■ **Task requirements**: Please reproduce every line of the data below without changing a single character.

[Location identification items]
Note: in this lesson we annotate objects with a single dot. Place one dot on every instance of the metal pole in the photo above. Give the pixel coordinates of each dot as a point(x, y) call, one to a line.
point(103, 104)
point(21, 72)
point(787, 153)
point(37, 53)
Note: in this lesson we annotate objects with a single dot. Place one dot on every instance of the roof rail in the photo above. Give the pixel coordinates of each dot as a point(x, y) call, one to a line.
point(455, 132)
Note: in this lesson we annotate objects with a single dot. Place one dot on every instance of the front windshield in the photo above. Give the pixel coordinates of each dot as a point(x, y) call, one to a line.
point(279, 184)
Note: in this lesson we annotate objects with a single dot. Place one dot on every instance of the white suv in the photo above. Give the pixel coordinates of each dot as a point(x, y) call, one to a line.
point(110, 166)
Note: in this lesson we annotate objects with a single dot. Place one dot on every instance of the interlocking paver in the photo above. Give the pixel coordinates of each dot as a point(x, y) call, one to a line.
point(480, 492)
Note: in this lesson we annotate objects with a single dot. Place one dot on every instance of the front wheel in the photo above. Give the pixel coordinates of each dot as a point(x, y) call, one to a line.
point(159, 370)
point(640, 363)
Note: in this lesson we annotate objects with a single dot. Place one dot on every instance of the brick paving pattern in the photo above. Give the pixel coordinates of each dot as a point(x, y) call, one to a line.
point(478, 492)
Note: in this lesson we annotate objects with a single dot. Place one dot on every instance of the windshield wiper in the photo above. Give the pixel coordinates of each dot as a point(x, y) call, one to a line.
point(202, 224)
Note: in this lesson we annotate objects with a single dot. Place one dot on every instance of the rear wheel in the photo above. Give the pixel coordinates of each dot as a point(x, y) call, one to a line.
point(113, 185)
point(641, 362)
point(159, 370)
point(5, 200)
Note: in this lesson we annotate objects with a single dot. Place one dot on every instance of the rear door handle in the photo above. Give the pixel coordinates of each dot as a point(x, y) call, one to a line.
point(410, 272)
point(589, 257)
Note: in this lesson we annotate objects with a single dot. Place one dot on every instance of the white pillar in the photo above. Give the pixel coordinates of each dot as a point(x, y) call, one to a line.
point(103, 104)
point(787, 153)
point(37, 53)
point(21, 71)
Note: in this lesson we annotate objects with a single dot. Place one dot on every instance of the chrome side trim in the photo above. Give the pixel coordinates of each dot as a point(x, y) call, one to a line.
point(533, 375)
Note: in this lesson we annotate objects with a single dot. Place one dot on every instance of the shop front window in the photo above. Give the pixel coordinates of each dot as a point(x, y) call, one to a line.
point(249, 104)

■ **Solution to the problem**:
Note: in this lesson we annotate objects with a single dot. Place one dot on every instance of the metal pole in the photo above. Give the pixel coordinates of each dot as a point(x, y) call, one to a line.
point(103, 104)
point(21, 72)
point(787, 153)
point(37, 53)
Note: in this lesson we annotate objects with a single dot. Place one dot on every instance of the roof rail in the photo above. Give the pixel coordinates of each dot as a point(x, y) call, one to a line.
point(455, 132)
Note: in this lesson we annotate objects with a single dot. Place one dot on every instance of the front windshield in the photo above. Give the pixel coordinates of each dot as a point(x, y) call, one to a line.
point(279, 184)
Note: in this lesson we annotate objects with a single dot. Place one dot on every instance of the white suv in the photo above. Give the pixel coordinates of each dot as a point(x, y) call, one to a line.
point(110, 166)
Note: in this lesson we annotate objects with a single dot. Place one dot on every instance of the interlocking paver in the photo above. Give the pixel coordinates of each dot as a point(x, y) call, one to a line.
point(480, 492)
Note: in this lesson we annotate objects with a single dot. Place one dot on every instance of the front wheel in the photo above. Give the pixel coordinates of each dot as a point(x, y) call, one to a line.
point(159, 370)
point(640, 363)
Note: in this lesson we annotate objects with a single dot. Place one dot on every instance of the brick paving pattern in the photo above. Give the pixel coordinates of each dot as a point(x, y) call, one to a line.
point(478, 492)
Note: in this lesson we annotate objects with a single dot. Place one dot on every instance of the windshield wiper in the photo above. Give the pixel coordinates of each dot as a point(x, y) call, one to a line.
point(202, 224)
Note: in this lesson we annotate objects with a single dot. Place one dot on every instance of the rear wheel in the photo above. Give the pixel coordinates of each dot as a point(x, y) call, one to a line.
point(113, 185)
point(641, 362)
point(159, 370)
point(5, 200)
Note: in this lesson we annotate objects with a single dot. Place one dot on every instance of the rear door handle in the photo above. Give the pixel coordinates of each dot as a point(x, y) call, one to a line.
point(410, 272)
point(589, 257)
Note: in this lesson we annotate objects with a single dot. Place one dot on every instance of the white pillar in the photo above. Give the pixel coordinates of each dot as a point(x, y) call, one to a line.
point(103, 104)
point(787, 153)
point(37, 53)
point(21, 71)
Note: in this lesson we annotate objects with a single dot. Place one dot on every instance of the chrome side trim in the photo above. Give the pixel coordinates of each dot as a point(x, y) call, one to a line.
point(533, 375)
Note: in this lesson we annotate objects with a single dot. Place one dot on every instance of the shop front window in the photo above. Give the pixel coordinates of each dot as a point(x, y) call, one to a line.
point(249, 104)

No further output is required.